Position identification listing
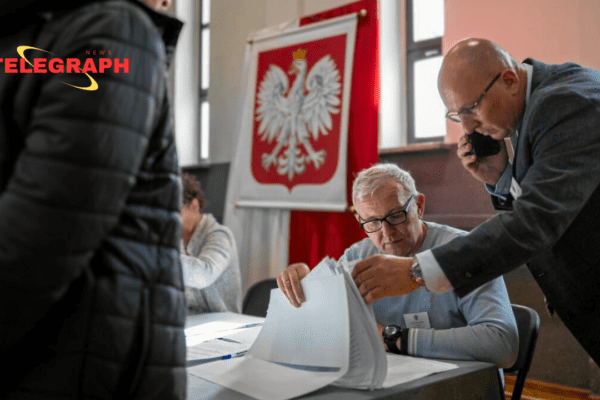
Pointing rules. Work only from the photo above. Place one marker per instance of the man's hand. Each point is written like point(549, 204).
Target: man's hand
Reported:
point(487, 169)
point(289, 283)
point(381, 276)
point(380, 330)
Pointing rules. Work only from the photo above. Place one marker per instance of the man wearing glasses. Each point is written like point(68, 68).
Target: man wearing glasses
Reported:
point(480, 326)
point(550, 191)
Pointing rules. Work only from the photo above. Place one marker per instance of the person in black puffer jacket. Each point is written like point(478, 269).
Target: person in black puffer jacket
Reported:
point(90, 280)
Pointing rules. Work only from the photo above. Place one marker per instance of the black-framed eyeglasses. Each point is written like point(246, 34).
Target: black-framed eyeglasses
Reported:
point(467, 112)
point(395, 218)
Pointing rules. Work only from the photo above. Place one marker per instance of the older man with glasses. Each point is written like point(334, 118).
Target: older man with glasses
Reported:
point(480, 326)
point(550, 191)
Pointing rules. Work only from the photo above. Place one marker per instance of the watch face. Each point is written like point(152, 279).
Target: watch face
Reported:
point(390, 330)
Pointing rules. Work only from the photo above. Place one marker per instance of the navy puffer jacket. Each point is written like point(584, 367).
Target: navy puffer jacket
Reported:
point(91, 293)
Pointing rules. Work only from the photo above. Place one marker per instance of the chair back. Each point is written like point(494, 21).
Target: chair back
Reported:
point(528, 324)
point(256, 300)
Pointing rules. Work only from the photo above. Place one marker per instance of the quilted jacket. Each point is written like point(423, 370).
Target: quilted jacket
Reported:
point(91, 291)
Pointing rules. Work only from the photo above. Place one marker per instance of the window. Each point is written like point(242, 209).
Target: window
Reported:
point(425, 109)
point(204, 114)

◆ Objective
Put every line of the listing above into a JSON list of strings, one string per line, skipping blank lines and leaving out the picture.

◆ Answer to the task
[
  "Pointing rules. Work only from the photo above. Place one marker per instance of the man's hand. Each point is written like point(549, 204).",
  "Target: man's hand",
  "Reported:",
  "point(487, 169)",
  "point(289, 283)",
  "point(381, 276)",
  "point(380, 330)",
  "Pointing rules. Work only from the photo above. Place one marker per instance of the man wearing glasses. Each point is written like point(68, 68).",
  "Target: man wearing glasses",
  "Reported:",
  "point(480, 326)",
  "point(550, 191)",
  "Pointing rules. Work only from the photo above. Place one marker per instance of the person in black puffer jacket. Each point is written like point(478, 269).",
  "Target: person in black puffer jacket",
  "Reported:",
  "point(90, 280)",
  "Pointing rules. Work only from the photo above. Place one marker per instance of the black-framed eyeglasses. Each point is written like point(246, 34).",
  "Target: black-framed eyeglasses",
  "Reported:",
  "point(467, 112)",
  "point(395, 218)",
  "Pointing rules. Work only from the photo above. Place one marker per instance of the older man with glasses. Each point is written like point(334, 118).",
  "Target: older man with glasses",
  "Reported:",
  "point(480, 326)",
  "point(550, 191)",
  "Pointing rules. Work only from the photo above. Place one marker per instance of the watch face. Each point is written like point(152, 279).",
  "Target: watch face",
  "Reported:",
  "point(390, 330)",
  "Pointing rules. Work only from the photo above. Place one marker per instance of the navy puffer jacket. Each point is written like point(584, 367).",
  "Target: navy puffer jacket",
  "Reported:",
  "point(91, 293)",
  "Pointing rules. Work only from the photo above. Place one marker per instance of the chair back. Each point is written like point(494, 21).",
  "Target: chair back",
  "Reported:",
  "point(528, 324)",
  "point(256, 300)",
  "Pointing rules. Work only from the photo above. Place one marker per instance of the quilted jacket. Each point is written like point(423, 370).",
  "Target: quilted jacket",
  "Reported:",
  "point(91, 291)",
  "Pointing rules. Work only from the photo above. Place one marker per instance of the window. Each point is written like point(242, 209).",
  "Target: window",
  "Reported:",
  "point(425, 109)",
  "point(204, 114)"
]